---------- Excerpt to read ----------

Though one can obtain the final object orientation by certain means based on the segmentation mask from the above instance segmentation methods, e.g. by finding the minimum circumscribed rectangle, we argue and show in our experiments that such an HBox-Mask-RBox pipeline can be complex (segmentation can be even more difficult than rotation detection – see Fig. 1) and expensive in the presence of dense objects and background noises. Hence we aim to skip the segmentation step and build an HBox-to-RBox paradigm which has not been studied before to our best knowledge.

### 3 PROPOSED METHOD

The overview of the H2RBox is shown in Fig. 2. Two augmented views are generated and information leakage is avoided for training overfitting. There are two branches. One branch is used for weakly-supervised (WS) learning where the supervision is the GT HBox from the training data, and the regression loss is calculated between the circumscribed HBox derived from the predicted RBox by this branch and GT HBox. The other branch is trained by self-supervised (SS) learning that involves two augmented views of the raw input image, which encourages to obtain the consistent RBox prediction between the two views. The final loss is the weighted sum of the WS loss and SS loss. Note that the test-stage prediction is concerned only with the WS branch.

#### 3.1 AUGMENTED VIEW GENERATION

In line with the general idea of self-supervised learning by data augmentation, given the input image, we perform random rotation to generate View 2 while keeping View 1 consistent with the input image, as shown in Fig. 2. However, rotation transformation will geometrically and inevitably introduce an artificial black border area and leads to the risk of GT angle information leakage. We provide two available techniques to resolve this issue:

1. 1) Center Region Cropping: Crop a  $\frac{\sqrt{2}}{2}s \times \frac{\sqrt{2}}{2}s$  area<sup>2</sup> in the center of the image.
2. 2) Reflection Padding: Fill the black border area by reflection padding.

----------

--- What you should do ---
Please return the part of the H2RBox excerpt from "### 3 PROPOSED" to "the WS branch.", copied word for word.

---------- Dataset extract ----------

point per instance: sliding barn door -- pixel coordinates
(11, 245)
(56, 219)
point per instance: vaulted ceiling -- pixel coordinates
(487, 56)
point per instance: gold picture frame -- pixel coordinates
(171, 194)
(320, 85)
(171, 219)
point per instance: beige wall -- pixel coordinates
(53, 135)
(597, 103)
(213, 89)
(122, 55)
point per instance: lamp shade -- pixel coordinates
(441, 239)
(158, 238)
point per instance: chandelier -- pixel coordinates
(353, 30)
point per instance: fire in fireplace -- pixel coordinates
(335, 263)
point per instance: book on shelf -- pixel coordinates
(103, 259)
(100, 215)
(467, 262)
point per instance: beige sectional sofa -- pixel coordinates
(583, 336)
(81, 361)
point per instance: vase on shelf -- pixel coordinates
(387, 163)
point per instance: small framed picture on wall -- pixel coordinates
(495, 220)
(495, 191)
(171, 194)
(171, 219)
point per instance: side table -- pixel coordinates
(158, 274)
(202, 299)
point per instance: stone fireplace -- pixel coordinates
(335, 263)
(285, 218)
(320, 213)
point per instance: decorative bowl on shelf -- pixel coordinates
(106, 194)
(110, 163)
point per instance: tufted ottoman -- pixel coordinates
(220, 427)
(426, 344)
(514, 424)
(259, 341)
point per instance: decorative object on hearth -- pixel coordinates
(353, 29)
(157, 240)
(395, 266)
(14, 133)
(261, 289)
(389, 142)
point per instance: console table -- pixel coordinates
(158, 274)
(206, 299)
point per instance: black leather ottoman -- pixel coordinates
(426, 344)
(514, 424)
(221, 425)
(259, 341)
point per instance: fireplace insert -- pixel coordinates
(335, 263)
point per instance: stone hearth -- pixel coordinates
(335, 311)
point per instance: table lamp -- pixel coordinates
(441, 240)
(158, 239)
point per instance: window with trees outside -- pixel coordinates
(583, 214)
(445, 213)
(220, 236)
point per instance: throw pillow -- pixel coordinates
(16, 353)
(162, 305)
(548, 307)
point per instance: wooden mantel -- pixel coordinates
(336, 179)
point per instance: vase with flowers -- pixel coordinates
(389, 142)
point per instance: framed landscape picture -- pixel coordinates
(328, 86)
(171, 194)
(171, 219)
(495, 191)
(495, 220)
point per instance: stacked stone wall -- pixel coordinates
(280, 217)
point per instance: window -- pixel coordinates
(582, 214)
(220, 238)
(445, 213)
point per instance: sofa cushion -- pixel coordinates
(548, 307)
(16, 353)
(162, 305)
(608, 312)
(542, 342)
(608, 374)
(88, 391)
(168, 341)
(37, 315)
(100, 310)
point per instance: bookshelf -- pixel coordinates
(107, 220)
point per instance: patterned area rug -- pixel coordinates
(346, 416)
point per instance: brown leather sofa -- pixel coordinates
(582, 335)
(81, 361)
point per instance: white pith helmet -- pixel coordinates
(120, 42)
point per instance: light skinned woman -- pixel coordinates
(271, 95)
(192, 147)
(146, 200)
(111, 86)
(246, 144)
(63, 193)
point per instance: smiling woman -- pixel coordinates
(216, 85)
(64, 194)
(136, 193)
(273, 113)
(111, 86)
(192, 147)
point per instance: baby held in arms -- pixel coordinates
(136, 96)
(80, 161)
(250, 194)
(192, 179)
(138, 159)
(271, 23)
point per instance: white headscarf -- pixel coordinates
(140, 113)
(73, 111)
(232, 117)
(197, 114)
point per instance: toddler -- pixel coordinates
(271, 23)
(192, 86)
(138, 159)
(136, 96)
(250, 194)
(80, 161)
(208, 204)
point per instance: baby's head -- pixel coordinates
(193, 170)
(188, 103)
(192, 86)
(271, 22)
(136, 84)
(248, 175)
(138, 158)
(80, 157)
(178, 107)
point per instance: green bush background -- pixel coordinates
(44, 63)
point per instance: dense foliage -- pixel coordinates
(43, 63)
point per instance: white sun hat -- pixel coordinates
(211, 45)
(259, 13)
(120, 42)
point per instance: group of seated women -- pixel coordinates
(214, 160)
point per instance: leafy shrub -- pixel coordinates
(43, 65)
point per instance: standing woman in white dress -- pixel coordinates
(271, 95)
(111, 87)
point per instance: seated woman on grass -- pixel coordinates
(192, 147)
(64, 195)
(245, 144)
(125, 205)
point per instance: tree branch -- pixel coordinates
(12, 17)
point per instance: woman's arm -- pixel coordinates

----------

--- Answer to this task ---
### 3 PROPOSED METHOD

The overview of the H2RBox is shown in Fig. 2. Two augmented views are generated and information leakage is avoided for training overfitting. There are two branches. One branch is used for weakly-supervised (WS) learning where the supervision is the GT HBox from the training data, and the regression loss is calculated between the circumscribed HBox derived from the predicted RBox by this branch and GT HBox. The other branch is trained by self-supervised (SS) learning that involves two augmented views of the raw input image, which encourages to obtain the consistent RBox prediction between the two views. The final loss is the weighted sum of the WS loss and SS loss. Note that the test-stage prediction is concerned only with the WS branch.